### What to work on
Can you reproduce every line of the items below, requests included, with each point coordinate in the answers scaled by 2.25 and rounded to a whole number, halves rounding up? Leave the numbers in the requests and their format samples unchanged, and omit the pictures.

START

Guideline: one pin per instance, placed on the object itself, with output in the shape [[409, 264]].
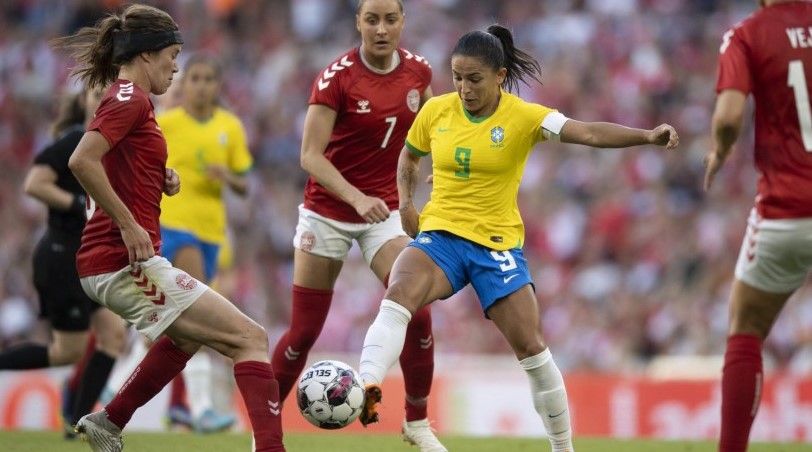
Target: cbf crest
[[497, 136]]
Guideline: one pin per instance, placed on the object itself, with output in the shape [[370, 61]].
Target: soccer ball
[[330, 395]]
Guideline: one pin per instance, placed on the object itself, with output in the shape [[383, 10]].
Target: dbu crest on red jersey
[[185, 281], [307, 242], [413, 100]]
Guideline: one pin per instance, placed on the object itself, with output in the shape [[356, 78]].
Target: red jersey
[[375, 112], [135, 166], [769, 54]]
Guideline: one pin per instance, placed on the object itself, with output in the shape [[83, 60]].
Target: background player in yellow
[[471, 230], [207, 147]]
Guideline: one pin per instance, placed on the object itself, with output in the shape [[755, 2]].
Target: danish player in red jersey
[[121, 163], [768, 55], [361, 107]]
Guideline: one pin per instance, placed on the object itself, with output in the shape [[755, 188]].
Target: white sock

END

### The result
Guideline: one pin per instance, placed on the object itself, with output in the shape [[409, 264]].
Target: cbf crest
[[1118, 306]]
Guideline: one pin per instance, placed on the object itself, with output in the shape [[370, 61]].
Target: soccer ball
[[743, 889]]
Guideline: one pin per instance, placed on the object itself, with output in the shape [[383, 10]].
Target: dbu crest on red jersey
[[416, 632], [691, 545], [929, 225]]
Guideline: one pin per instance, placed on the object itself, with output in the shape [[356, 78]].
Target: red jersey
[[844, 252], [304, 374], [1730, 122]]
Guideline: one pin per instance, placed on the object itself, with output in the shape [[83, 60]].
Target: background player in yellow
[[1060, 518], [466, 331]]
Guideline: one pin per instance, placed on the object itself, with output in the shape [[755, 2]].
Target: danish player in red jersey
[[272, 367], [1728, 124], [812, 241]]
Guideline: one pin per instance, placed on the object itself, with output in the shape [[755, 188]].
Target: white sock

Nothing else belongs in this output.